* **Dados fornecidos**:

▽

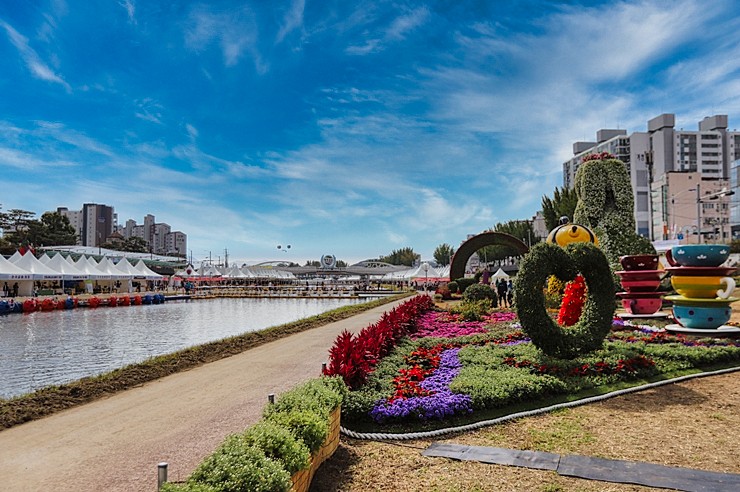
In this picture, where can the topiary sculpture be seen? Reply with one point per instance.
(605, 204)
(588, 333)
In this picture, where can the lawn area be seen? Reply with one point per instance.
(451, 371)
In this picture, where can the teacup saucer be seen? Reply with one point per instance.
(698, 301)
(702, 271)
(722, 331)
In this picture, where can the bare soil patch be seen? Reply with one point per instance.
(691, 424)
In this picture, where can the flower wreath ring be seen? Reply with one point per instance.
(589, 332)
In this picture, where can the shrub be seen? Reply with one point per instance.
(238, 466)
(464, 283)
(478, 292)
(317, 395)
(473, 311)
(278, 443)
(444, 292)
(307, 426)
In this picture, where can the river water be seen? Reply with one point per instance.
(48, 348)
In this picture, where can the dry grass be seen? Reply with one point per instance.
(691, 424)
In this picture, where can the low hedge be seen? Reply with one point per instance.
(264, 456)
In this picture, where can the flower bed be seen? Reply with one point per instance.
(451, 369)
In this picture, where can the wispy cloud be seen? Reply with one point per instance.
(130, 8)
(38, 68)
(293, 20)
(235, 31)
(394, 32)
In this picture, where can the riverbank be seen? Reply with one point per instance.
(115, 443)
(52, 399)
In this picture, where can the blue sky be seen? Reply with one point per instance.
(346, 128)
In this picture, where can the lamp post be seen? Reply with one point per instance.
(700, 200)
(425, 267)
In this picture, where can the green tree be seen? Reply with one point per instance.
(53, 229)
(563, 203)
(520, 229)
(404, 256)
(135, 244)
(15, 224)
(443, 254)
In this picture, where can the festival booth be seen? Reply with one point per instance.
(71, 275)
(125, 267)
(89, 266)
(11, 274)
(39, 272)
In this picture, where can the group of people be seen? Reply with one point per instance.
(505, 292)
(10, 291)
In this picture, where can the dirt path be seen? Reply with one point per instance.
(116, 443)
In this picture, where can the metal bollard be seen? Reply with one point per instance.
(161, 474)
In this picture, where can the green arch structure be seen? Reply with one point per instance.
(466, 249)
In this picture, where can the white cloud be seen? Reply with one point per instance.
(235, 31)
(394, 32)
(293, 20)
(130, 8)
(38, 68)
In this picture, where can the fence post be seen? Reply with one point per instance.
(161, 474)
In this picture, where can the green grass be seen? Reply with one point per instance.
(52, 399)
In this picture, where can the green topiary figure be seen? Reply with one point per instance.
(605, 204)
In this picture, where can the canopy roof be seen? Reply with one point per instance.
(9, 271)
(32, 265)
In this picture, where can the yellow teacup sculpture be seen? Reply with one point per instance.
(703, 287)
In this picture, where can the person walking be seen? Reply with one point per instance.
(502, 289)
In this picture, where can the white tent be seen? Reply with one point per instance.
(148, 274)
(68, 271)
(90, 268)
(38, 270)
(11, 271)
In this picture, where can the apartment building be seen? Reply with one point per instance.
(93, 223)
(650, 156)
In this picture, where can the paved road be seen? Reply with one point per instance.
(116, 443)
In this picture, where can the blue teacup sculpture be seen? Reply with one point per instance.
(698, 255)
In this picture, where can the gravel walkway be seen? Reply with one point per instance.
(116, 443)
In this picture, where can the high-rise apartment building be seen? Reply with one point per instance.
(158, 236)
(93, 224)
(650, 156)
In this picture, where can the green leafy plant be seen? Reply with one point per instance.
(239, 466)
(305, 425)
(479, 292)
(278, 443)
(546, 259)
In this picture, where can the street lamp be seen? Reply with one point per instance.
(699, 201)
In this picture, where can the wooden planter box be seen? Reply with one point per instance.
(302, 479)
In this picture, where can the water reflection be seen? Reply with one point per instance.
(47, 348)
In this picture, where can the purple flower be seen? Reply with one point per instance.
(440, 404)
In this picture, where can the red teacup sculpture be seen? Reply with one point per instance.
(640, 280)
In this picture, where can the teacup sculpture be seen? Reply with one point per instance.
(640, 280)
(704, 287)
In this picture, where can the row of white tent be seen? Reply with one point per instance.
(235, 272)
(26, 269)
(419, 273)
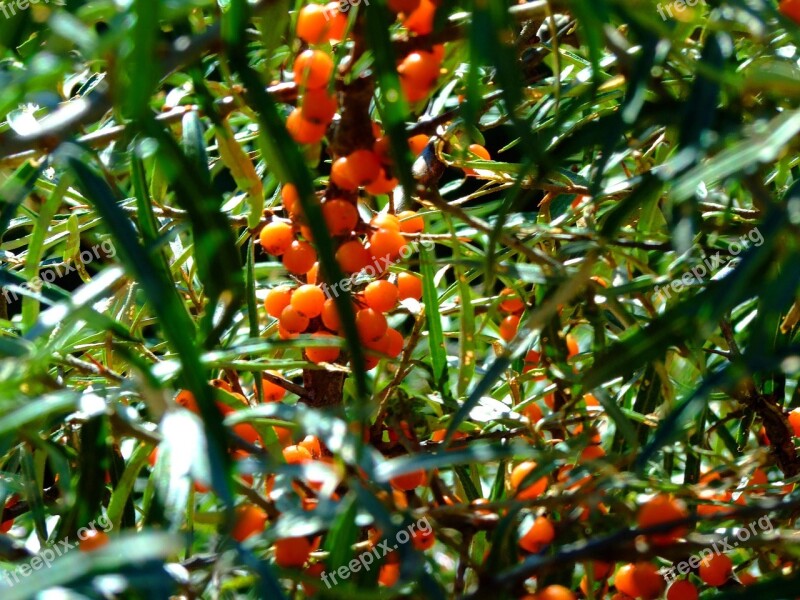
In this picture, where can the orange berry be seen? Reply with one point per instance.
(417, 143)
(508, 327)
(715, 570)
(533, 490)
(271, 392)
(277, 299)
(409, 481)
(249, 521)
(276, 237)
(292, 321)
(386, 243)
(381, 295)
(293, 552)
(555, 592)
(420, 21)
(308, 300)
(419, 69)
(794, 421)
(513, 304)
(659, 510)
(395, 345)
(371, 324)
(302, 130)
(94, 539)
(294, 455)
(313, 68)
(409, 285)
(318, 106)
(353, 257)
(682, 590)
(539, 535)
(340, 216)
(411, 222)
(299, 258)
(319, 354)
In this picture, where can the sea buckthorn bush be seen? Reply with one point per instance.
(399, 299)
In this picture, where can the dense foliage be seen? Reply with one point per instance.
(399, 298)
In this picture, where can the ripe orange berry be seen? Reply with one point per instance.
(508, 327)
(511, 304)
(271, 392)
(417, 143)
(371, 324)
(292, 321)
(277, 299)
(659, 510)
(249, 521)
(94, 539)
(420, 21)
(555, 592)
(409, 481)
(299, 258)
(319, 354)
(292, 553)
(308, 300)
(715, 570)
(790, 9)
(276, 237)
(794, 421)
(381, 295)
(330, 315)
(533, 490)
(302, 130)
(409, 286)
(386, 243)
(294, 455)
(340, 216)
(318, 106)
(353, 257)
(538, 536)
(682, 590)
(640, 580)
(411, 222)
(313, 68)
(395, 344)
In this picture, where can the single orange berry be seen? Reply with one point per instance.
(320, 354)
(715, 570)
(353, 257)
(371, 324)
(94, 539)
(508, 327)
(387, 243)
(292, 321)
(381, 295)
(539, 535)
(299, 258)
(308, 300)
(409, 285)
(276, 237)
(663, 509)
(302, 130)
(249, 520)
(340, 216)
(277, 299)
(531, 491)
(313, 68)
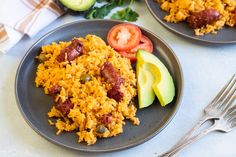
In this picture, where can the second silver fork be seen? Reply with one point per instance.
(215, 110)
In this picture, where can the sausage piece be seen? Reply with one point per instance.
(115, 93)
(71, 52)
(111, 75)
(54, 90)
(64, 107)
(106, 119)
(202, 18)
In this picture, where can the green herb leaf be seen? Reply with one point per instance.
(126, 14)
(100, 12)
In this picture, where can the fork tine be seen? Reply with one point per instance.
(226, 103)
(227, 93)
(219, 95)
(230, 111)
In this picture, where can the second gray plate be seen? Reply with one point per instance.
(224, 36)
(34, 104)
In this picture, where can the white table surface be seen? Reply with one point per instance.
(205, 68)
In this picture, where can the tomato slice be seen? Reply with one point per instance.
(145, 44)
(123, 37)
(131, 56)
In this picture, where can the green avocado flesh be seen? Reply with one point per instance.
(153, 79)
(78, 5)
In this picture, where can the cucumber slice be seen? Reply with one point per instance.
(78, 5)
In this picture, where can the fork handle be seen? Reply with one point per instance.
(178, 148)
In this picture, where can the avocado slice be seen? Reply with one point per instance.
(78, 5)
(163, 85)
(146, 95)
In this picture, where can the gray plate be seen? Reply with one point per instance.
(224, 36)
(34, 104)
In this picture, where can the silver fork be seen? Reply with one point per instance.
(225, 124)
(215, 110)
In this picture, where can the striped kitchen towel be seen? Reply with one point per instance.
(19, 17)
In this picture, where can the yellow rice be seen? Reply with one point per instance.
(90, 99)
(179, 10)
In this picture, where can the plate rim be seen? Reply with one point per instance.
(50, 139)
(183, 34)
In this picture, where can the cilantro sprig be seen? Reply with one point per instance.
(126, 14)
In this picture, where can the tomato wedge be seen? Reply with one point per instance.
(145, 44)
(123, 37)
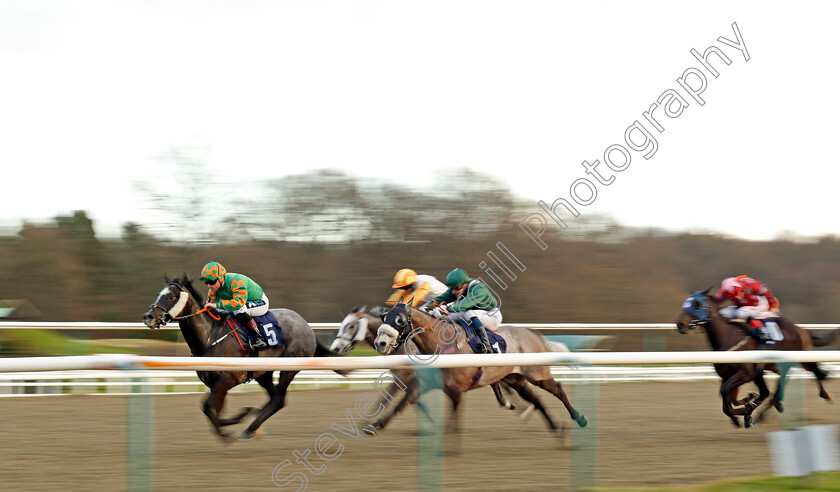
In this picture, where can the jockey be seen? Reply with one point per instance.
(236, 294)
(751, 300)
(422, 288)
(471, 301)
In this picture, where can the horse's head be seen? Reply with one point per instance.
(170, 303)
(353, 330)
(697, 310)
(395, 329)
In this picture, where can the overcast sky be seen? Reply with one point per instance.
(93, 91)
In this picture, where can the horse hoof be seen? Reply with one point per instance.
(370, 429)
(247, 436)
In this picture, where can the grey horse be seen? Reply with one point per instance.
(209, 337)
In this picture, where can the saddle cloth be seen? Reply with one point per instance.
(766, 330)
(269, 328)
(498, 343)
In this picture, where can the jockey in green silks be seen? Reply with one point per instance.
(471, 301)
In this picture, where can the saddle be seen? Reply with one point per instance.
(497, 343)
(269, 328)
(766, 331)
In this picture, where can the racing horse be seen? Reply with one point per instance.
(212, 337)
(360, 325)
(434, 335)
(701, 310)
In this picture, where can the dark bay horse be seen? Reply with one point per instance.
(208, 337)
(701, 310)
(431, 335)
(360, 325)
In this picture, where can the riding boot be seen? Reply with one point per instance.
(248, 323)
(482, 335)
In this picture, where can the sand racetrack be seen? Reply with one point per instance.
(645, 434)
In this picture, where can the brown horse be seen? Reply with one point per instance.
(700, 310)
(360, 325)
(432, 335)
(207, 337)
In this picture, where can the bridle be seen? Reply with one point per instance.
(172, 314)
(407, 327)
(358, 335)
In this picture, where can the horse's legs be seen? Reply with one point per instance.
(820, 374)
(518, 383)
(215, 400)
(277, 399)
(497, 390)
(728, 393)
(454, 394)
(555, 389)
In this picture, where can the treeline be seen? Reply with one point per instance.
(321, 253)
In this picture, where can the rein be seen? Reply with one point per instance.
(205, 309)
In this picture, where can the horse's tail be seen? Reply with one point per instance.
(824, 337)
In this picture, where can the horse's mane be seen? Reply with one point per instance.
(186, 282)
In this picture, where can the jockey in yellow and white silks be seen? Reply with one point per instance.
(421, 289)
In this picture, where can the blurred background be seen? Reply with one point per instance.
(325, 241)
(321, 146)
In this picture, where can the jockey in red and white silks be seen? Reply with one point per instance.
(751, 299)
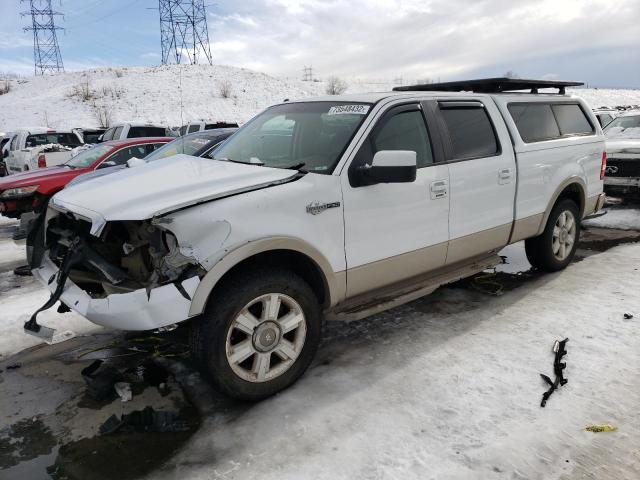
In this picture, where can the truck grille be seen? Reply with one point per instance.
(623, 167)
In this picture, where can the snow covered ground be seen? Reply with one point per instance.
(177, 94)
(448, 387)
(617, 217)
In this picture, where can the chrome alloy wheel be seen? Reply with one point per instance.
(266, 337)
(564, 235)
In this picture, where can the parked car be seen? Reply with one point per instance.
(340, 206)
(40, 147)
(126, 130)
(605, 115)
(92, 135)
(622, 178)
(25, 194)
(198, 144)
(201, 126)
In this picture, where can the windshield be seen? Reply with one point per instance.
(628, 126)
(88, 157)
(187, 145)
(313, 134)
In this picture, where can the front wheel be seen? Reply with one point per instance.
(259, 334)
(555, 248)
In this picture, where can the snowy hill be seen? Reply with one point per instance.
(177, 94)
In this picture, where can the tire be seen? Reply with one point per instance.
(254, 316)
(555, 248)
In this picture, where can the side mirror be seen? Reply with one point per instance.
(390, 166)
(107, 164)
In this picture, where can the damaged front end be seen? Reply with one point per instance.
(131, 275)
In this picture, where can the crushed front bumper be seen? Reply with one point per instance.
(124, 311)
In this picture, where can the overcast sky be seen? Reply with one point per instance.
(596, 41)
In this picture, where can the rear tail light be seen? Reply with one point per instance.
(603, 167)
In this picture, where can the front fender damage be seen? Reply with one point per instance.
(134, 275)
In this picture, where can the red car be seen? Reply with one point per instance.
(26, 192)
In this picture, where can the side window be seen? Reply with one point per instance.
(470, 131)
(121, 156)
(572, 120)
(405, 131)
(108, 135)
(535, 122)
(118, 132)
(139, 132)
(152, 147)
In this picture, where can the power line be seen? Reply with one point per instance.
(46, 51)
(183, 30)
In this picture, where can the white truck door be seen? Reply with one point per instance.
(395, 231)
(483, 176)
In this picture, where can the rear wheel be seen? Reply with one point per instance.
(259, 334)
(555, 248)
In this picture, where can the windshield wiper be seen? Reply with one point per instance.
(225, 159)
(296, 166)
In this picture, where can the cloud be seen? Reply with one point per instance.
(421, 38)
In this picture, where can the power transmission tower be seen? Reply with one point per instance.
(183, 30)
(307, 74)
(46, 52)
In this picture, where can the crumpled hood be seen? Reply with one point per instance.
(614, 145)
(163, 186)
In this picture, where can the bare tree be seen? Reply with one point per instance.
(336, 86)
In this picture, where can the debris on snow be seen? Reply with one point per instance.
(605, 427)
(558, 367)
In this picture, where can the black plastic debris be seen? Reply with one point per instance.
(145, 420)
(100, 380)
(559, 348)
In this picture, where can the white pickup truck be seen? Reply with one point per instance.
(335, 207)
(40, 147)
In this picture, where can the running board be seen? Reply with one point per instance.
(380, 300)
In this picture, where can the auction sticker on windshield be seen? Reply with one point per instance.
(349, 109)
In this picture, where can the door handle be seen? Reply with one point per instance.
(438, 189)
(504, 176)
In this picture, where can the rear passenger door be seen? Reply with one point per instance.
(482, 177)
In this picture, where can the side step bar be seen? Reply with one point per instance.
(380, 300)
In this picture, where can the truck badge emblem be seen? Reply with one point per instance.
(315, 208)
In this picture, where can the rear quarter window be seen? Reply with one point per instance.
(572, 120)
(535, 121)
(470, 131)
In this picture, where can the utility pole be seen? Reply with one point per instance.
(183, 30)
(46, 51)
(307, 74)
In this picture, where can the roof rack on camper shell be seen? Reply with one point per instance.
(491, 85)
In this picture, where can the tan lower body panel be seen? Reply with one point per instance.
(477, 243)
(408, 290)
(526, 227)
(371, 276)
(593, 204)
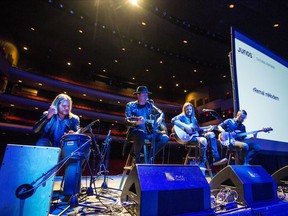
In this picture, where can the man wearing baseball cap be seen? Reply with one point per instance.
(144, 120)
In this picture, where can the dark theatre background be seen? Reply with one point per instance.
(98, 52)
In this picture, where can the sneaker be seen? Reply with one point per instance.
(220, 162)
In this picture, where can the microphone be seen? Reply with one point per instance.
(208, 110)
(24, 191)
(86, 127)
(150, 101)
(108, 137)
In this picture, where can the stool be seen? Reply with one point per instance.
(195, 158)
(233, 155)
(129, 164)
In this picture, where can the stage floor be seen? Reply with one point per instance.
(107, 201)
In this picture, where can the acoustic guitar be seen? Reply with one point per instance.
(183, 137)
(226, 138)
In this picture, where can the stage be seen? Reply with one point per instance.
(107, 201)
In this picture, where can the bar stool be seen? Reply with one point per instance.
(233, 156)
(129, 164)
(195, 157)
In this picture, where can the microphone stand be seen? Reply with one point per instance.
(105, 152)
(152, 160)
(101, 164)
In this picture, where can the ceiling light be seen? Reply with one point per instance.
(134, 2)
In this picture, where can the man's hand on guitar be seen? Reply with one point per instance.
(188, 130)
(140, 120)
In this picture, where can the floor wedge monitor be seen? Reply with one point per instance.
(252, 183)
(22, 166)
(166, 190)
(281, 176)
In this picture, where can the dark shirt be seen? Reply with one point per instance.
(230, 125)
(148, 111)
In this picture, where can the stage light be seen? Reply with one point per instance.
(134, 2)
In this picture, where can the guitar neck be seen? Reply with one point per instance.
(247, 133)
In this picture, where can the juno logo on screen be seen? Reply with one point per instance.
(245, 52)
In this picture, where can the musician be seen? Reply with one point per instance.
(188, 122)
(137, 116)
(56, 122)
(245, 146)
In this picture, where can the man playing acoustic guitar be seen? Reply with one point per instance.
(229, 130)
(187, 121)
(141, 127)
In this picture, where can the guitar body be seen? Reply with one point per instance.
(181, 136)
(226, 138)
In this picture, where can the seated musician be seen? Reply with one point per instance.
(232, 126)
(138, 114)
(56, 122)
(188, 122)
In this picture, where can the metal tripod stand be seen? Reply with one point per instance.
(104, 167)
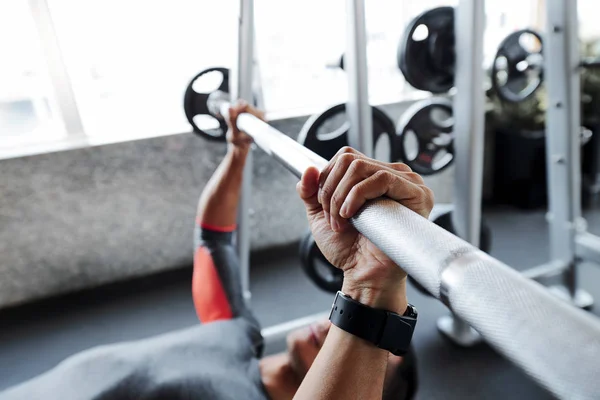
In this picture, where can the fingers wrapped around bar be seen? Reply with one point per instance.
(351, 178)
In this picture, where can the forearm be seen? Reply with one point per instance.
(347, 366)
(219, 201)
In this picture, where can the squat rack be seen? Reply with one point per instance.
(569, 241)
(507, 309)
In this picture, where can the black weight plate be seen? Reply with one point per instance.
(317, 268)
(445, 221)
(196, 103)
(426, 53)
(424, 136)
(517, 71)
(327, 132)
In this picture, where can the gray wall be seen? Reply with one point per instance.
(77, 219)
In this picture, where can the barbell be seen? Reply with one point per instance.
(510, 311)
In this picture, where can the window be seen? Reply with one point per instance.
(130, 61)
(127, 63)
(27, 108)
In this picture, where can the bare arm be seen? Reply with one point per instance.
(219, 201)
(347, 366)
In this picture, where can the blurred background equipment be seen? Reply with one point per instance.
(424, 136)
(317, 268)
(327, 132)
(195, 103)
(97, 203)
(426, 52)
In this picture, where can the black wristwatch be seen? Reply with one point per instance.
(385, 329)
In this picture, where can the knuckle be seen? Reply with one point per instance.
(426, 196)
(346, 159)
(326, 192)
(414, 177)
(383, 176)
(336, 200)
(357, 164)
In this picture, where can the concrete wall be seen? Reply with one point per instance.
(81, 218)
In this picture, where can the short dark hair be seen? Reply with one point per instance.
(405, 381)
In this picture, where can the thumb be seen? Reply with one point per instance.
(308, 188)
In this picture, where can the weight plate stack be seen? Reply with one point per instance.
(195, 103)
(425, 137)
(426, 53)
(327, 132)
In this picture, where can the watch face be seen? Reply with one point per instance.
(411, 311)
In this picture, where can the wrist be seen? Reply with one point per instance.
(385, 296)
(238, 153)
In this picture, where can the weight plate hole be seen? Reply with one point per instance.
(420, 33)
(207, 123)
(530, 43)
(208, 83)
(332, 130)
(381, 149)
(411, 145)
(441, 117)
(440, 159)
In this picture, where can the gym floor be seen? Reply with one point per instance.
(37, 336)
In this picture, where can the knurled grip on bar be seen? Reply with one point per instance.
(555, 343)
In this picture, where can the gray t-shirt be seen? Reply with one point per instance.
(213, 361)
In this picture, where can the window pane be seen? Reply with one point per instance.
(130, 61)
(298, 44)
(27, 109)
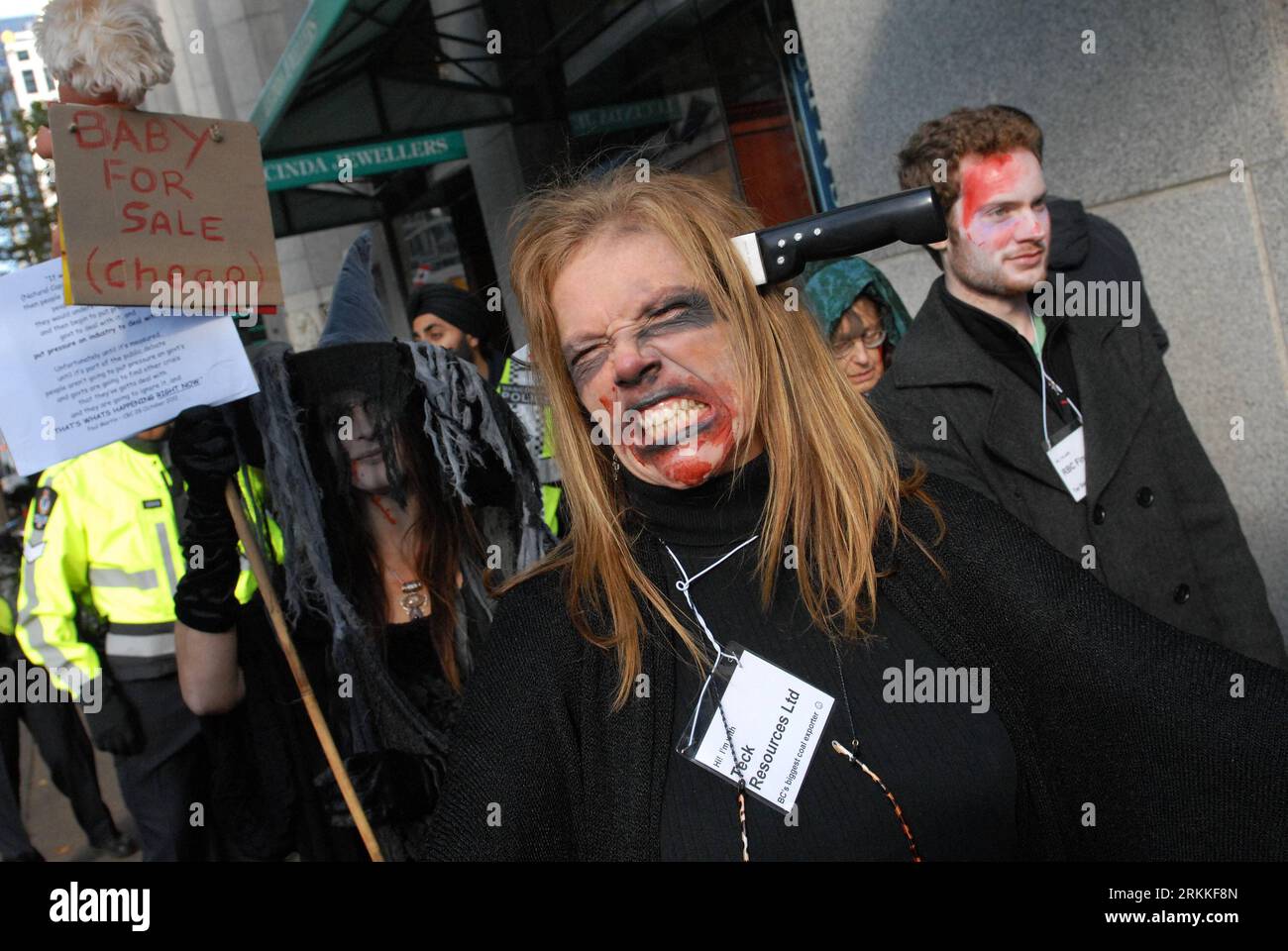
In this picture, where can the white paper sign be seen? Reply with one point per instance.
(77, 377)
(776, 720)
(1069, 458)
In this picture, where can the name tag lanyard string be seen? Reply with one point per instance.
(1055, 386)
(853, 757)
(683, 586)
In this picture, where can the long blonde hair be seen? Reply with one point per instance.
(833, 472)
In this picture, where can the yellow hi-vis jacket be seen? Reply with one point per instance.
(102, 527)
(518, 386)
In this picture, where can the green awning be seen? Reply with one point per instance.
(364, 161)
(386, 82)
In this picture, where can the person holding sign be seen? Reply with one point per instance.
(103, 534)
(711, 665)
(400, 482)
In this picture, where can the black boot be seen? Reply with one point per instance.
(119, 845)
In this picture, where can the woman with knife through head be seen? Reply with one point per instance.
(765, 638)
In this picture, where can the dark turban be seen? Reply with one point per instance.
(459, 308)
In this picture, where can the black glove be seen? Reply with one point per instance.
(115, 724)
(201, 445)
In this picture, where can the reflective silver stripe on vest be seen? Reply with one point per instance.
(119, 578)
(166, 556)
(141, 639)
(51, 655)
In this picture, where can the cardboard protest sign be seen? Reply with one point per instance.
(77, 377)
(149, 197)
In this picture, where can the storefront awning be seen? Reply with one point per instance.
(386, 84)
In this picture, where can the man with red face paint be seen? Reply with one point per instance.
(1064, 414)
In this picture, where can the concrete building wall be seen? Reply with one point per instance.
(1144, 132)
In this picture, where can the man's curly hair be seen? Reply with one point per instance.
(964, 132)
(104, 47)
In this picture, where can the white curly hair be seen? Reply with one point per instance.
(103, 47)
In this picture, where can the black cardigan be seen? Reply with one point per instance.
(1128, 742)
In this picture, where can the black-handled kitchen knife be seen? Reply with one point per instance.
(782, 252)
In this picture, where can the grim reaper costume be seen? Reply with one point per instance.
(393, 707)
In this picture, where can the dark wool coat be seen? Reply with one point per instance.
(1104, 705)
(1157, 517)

△

* **Seu objetivo**: Troque "cardigan" por "sweater" no trecho do material que começa na linha que contém "In this picture, where can the man with" e vai até o final do material. Reproduza esse trecho completo, sem alterar mais nada.

* **Resposta correta**:
In this picture, where can the man with red face paint be seen? Reply with one point per instance.
(1064, 414)
In this picture, where can the concrete building wall be seen? Reply with one point per instance.
(1144, 132)
In this picture, where can the man's curly hair be seen? Reply with one point per instance.
(964, 132)
(104, 47)
In this picture, where can the white curly hair be seen? Reply with one point per instance.
(103, 47)
In this picture, where can the black sweater be seen? Reply with one point per instance.
(1128, 742)
In this picture, where can the black-handled kitchen knife be seen? Reply with one point per instance.
(782, 252)
In this picture, where can the grim reaper costume be seen? Reply with one point per instance.
(393, 707)
In this picture, where can the dark wool coat be seen? Reply with one point per instance.
(1104, 705)
(1157, 517)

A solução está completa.